This amendment prohibits continued funding of DTS and instead requires DOD to shift to a fixed price per transaction e-travel system used by government agencies in the civilian sector, as set up under General Services Administration (GSA) contracts.

 


Amendment to require Defense Department to report and "grade" earmarks in appropriations bills

This amendment would require the Department of Defense to report annually:

  1. The total annual cost of earmarking in Defense appropriations bills.  Currently, we can determine the total number of earmarks and the actual price tag of those, but we do not know the hidden cost, which includes staff time and administration.  This annual report will provide Congress and the public a more complete understanding of the total cost of “pork” to the Department of Defense.
  2. The purpose and location of each earmark. 
  3. An analysis of the usefulness of each earmark in advancing the goals of the Department of Defense.  This will provide members of Congress a more complete view of the cost effectiveness of each project and if such projects warranted continued funding.

The term “earmark” in the amendment means a provision of law or a directive contained within a joint explanatory statement or report accompanying a bill that specifies the identity of an entity, program, project or service, including a defense system, to receive assistance not requested by the President and the amount of the assistance.

 

Amendment regarding performance bonuses on Defense Department contracts

Defense Department contracting authority allows for certain award fees and incentive fees to be attached to the “base” amount of a contract.  The premise is that the possibility of being awarded these fees will motivate contractors to deliver on-time, on-budget, with excellent customer service. 

The Government Accountability Office (GAO) found the Department of Defense has been improperly paying awards and incentives attached to contracts.  These are supposed to only be paid out for outstanding performances on contracts but are routinely paid out without regard to performance.

If a contractor does not live up to the agreed upon contract – they shouldn’t receive an award bonus (if one is agreed upon in the contract).  No private business would possibly agree to a contract that would pay MULTIPLE award bonuses when a contractor failed to meet the basic requirements of the contract.

  • The Coburn amendment tightens up the bill language in Section 843(4), which currently reads:

“ensure that no award fee may be paid for contractor performance that is judged to be poor;”

• [DATA LISTING]:
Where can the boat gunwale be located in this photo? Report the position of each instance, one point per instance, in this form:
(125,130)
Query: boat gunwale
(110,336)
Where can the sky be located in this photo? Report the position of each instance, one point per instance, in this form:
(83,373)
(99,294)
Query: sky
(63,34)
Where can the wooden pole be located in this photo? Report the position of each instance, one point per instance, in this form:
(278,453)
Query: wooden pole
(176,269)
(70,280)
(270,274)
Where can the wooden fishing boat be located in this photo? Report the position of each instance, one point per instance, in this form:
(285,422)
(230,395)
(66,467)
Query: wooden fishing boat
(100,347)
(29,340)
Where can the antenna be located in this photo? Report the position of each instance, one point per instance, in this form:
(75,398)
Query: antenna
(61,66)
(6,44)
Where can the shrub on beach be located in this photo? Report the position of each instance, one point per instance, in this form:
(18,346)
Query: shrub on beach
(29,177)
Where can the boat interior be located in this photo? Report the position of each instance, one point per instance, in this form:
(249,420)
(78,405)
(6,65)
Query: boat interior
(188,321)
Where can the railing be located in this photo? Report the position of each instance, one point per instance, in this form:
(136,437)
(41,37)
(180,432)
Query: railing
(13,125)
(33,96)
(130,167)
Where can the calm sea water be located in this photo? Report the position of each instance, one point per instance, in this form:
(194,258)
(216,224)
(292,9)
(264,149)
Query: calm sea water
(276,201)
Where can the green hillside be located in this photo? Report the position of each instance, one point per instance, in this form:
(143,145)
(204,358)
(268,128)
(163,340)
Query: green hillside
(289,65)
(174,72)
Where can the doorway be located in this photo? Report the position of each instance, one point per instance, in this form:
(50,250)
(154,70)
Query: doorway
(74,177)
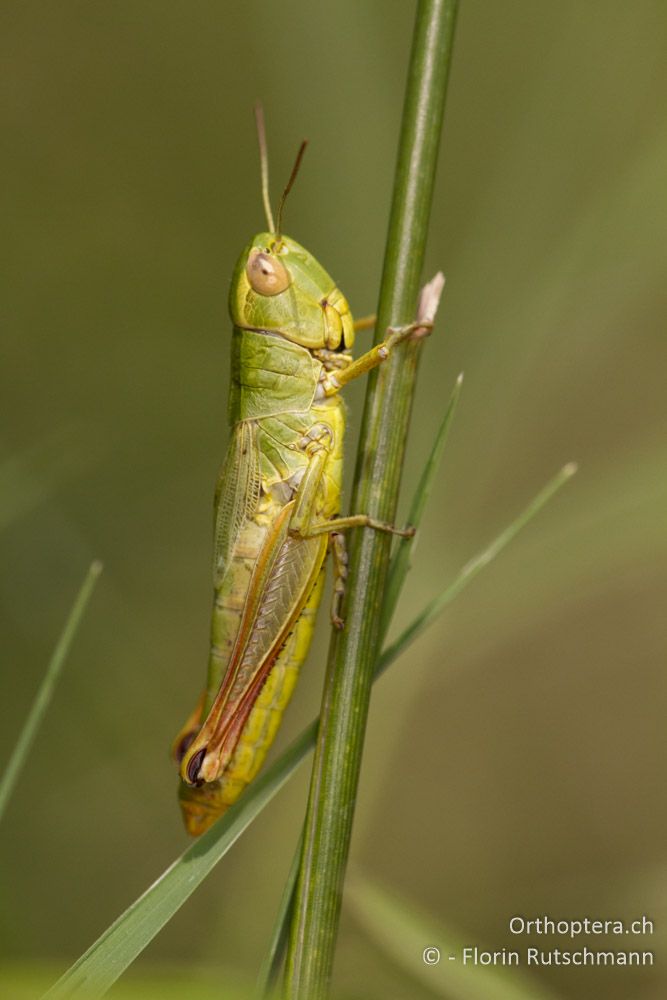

• [ACTION ITEM A]:
Answer the following about the text on Defense Department amendments:
(i) What system must the Department of Defense shift to instead of continuing to fund DTS?
(ii) What does the hidden cost of earmarking include?
(iii) Which section of the bill does the Coburn amendment tighten?
• [ACTION ITEM B]: Pick up the text on Defense Department amendments after its final quoted line and continue it.

• [EXPECTED ANSWER A]:
(i) A fixed price per transaction e-travel system used by government agencies in the civilian sector, as set up under General Services Administration (GSA) contracts.
(ii) Staff time and administration.
(iii) Section 843(4).

• [EXPECTED ANSWER B]:
  • Instead, this amendment would state that no award bonuses should be given for contractor performance that is judged to be:

“below-satisfactory performance or performance that does not meet the basic requirements of the contract;”

 

Coburn amendment regarding reporting requirements on improper payments at the Department of Defense for travel payments made at DOD in fiscal year 2005

The Improper Payment Information Act was enacted in November 2002 for the purpose of finding and eliminating payments that should not have been made, or were made for incorrect amounts, by government agencies.  The Department of Defense is reporting improper payment information for only three programs:  Military Retirement Fund, Military Heath Benefits, and for the first time this year, DoD began reporting improper payments for Military Pay.  However, it is very likely that many other activities and programs with large outlays at the Department are at risk of making “significant” improper payments.

The Coburn amendment would hold the Department of Defense accountable for payments they made in the area of travel for fiscal year 2005 and require the department to fix their methodology this year.

Specifically, it does three things:

  1. It requires DOD to provide the Congressional Defense Committees and the Government Affairs Committees with risk assessments for fiscal year 2005 that determine whether or not travel payments at DOD are at significant risk for making improper payments.
  2. It requires DOD to use a statistically valid estimate for determining whether or not travel payments are at risk for making significant improper payments;
  3. Finally, it requires DOD to provide a justification for their methodology as being statistically valid and accurately representing the full universe of travel payments made at DOD.